REQUIREMENT - Print the lines below exactly as they appear, starting at the line that contains "Provide the mask of every instance of the stack of books" and ending at the line that contains "Target: stack of books on table", with both of those lines included.

RECORDS -
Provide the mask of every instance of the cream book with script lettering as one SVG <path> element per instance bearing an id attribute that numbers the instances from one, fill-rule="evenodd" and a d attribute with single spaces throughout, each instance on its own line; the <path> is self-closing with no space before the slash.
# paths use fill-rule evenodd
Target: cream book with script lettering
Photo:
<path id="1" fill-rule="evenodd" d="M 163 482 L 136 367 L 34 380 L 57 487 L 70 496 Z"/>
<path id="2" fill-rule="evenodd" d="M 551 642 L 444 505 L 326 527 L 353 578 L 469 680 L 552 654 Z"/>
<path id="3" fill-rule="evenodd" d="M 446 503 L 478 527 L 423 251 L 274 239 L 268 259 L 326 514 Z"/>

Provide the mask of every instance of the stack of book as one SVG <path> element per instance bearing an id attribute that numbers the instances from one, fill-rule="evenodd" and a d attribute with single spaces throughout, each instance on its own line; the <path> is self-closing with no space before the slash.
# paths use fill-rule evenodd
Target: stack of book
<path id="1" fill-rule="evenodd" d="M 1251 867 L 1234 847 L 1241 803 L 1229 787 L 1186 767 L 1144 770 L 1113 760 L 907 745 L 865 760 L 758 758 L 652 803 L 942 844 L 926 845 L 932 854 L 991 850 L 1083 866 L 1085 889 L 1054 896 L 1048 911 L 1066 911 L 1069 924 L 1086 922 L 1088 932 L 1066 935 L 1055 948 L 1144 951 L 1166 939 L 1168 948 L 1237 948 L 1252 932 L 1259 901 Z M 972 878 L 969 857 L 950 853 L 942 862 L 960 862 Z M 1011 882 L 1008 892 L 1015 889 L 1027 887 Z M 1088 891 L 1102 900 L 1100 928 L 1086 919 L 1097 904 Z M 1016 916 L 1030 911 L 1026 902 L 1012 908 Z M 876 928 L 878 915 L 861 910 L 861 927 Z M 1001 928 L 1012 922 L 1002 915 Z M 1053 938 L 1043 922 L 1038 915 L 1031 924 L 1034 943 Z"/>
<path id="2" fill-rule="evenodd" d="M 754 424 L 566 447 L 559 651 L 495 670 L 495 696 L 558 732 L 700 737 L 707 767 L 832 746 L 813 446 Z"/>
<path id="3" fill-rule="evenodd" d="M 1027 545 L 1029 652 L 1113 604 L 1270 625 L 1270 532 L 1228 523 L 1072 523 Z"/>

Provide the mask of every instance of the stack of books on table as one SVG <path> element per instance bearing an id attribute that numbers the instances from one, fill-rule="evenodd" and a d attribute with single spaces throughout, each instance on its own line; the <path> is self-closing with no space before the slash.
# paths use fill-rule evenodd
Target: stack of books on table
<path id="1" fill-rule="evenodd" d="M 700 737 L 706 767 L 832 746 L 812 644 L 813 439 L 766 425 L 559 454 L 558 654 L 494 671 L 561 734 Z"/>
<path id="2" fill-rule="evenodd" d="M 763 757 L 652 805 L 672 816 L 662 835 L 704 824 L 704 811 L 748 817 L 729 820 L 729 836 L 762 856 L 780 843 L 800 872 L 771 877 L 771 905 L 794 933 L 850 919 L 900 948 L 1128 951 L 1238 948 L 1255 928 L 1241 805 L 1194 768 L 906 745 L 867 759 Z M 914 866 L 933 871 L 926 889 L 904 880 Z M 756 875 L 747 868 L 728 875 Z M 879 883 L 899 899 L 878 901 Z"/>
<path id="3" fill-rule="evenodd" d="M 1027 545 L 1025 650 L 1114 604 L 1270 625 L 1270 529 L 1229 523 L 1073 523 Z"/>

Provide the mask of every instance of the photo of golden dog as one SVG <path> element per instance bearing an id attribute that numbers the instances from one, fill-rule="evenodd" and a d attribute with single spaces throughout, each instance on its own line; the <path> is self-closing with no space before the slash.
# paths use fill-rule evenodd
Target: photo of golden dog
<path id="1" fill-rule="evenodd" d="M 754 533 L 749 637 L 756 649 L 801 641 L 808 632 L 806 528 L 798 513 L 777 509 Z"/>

RESULT OF THE EXERCISE -
Provide the mask of every instance of the stack of books on table as one SVG <path> element per instance bearing an id attribute that numbers the instances from one, fill-rule="evenodd" and a d attribute with single spaces throughout, each instance on its own line; the <path> is self-closing with no space before the slash.
# paths use fill-rule evenodd
Target: stack of books on table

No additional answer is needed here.